No one disputes that the volume of ediscovery information can be huge.

Blair says she has headed up ediscovery cases involving one or more terabytes of computer-stored information - each terabyte is equal to 75 million or more pages of data.

All of that information needs to be sorted, initially through data-mining techniques, but ultimately, millions of pages are reviewed by actual lawyers, an expensive proposition.

To handle the enormous workload, big firms like Morgan Lewis and the 1,000-lawyer Dechert will assign hundreds of contract attorneys, lawyers who are not firm employees, but who are brought in for specific tasks.

Such was the case when Dechert and other firms defended Merck & Co. Inc., the pharmaceutical-maker, in massive multidistrict litigation involving Vioxx, an anti-inflammatory medication. The company pulled the drug from the market in 2004 after the disclosure of clinical trial data showing that patients taking the medication long term had double the risk of heart attacks and strokes.

Dechert and other firms employed hundreds of contract lawyers around the country who reviewed electronic and paper documents in the case, which was settled.

The initial ground rules for ediscovery were laid out in 2001 by Judge Shira Scheindlin, a federal district judge, in an employment discrimination case against UBS Warburg filed by one of its traders, a woman who said she had been passed over for promotions.

In a series of rulings, Scheindlin, sitting in Manhattan, concluded that UBS Warburg had a duty to preserve pertinent electronic data when it became clear that the woman, Laura Zubulake, might sue and that it was obligated to produce the information at its own cost.

In a later ruling, Scheindlin concluded that the company had deliberately destroyed relevant e-mails, and she instructed jurors to infer from that action that the company was seeking to cover up damaging information.

In an even more sobering decision for defense lawyers in 2005, a Florida judge essentially gutted the defense of investment banking firm Morgan Stanley in a commercial dispute with Revlon chairman Ron Perelman after concluding that the firm had obstructed efforts to obtain electronic information.

Perelman won a $1.45 billion decision. Although the verdict eventually was overturned on appeal, it got the attention of defense lawyers around the country.

Thus, the game for many defense lawyers focuses on limiting discovery in the first place.

*DATA LISTING*
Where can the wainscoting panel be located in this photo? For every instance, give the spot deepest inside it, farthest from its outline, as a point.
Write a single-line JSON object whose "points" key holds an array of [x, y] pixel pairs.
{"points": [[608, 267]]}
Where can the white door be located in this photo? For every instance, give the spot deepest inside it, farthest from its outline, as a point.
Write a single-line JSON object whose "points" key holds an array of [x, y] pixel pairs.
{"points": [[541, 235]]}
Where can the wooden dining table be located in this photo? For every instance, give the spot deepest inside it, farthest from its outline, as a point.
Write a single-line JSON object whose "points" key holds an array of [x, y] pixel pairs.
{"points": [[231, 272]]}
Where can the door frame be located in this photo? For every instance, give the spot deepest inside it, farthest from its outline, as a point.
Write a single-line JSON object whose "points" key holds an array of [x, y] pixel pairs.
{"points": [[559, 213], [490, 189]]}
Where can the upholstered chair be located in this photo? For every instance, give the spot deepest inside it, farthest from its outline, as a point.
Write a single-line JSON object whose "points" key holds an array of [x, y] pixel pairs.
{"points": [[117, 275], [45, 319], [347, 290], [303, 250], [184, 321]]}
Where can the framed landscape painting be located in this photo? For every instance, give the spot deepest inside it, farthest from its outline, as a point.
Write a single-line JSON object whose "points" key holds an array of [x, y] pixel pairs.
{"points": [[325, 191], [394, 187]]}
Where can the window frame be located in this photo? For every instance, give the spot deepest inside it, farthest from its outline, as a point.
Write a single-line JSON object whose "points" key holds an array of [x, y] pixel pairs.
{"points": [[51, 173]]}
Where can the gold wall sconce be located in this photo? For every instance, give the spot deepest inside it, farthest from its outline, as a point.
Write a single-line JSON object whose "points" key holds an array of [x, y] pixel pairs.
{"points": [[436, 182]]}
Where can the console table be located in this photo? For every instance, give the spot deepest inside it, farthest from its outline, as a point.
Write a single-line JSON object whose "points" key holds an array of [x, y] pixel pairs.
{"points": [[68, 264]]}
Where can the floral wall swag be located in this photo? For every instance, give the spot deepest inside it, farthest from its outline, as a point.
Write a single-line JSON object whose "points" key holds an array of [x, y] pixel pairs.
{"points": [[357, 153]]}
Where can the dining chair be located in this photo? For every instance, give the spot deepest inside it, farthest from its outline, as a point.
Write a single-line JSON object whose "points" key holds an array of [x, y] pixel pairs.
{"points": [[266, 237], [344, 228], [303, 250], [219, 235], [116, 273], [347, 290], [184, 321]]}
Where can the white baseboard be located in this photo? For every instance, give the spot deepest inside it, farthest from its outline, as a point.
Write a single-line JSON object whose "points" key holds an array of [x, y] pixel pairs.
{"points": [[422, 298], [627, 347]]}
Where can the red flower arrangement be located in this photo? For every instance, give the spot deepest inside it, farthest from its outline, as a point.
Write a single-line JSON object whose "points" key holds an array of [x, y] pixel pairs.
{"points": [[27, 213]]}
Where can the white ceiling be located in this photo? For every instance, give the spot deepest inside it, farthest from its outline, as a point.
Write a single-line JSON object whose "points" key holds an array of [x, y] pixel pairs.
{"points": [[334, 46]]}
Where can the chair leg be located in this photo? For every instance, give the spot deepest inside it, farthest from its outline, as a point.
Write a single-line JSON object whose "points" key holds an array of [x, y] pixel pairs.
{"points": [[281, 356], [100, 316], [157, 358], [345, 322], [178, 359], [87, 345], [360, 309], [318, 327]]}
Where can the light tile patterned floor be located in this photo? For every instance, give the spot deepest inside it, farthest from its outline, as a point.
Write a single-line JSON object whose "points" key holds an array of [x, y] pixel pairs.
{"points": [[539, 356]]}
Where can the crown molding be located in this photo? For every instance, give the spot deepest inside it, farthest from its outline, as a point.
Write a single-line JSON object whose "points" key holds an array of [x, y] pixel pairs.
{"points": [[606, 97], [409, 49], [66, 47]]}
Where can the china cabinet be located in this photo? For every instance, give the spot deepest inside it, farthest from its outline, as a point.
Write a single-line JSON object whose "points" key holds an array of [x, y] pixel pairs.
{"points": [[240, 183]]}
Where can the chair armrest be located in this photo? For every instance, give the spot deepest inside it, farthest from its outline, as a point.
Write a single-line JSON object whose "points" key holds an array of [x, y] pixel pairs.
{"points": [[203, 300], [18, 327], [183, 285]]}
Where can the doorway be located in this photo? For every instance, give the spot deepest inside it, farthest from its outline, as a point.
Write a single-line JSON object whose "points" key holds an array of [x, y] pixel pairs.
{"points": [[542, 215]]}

*TASK INSTRUCTIONS*
- 1) Transcribe the part of the ediscovery article starting with "Blair says she" and going on through "for specific tasks.".
- 2) Finish out the next part of the article on ediscovery in litigation, picking up after its final sentence.

*ANSWERS BELOW*
- 1)
Blair says she has headed up ediscovery cases involving one or more terabytes of computer-stored information - each terabyte is equal to 75 million or more pages of data.

All of that information needs to be sorted, initially through data-mining techniques, but ultimately, millions of pages are reviewed by actual lawyers, an expensive proposition.

To handle the enormous workload, big firms like Morgan Lewis and the 1,000-lawyer Dechert will assign hundreds of contract attorneys, lawyers who are not firm employees, but who are brought in for specific tasks.

- 2)
Scott Vernick, the managing partner of the Philadelphia office of Fox Rothschild L.L.P., said the objective of defense attorneys should be to get a sense of how much information might be subject to discovery and where it is in the company's information infrastructure.

Vernick says that whenever there is even a hint of a lawsuit, he advises clients to preserve all potentially relevant data.

"There are consequences when stuff goes missing," he said.

Vernick says his objective in such cases is to limit discovery to the "low-hanging fruit" of easily accessed data on hard drives. That limits the scope and reduces costs, he said.

Like most firms, the 400-lawyer Fox Rothschild firm relies on vendors for data-mining and -sorting, a booming business.

Vendors will supply search software and often store or "host" the data on their own servers, so as not to burden the computers of the law firms.

They'll employ data-mining techniques and even provide staff to do document review in some cases.

But it is up to the outside counsel typically to oversee the process.

Eric Meyer of the 100-lawyer firm Dilworth Paxson L.L.P. says courts are open to arguments that a requested search might be nothing more than a costly fishing expedition with little likelihood of generating information relevant to the case.

Meyer says some lawyers view electronic information as a legal can of worms for their clients, and they seek agreements where discovery of electronic documents is very limited, or doesn't take place at all.

Yet, he said, ediscovery "has forced attorneys, will force attorneys, to become more computer proficient and to have a better understanding of the universe of computer-stored information."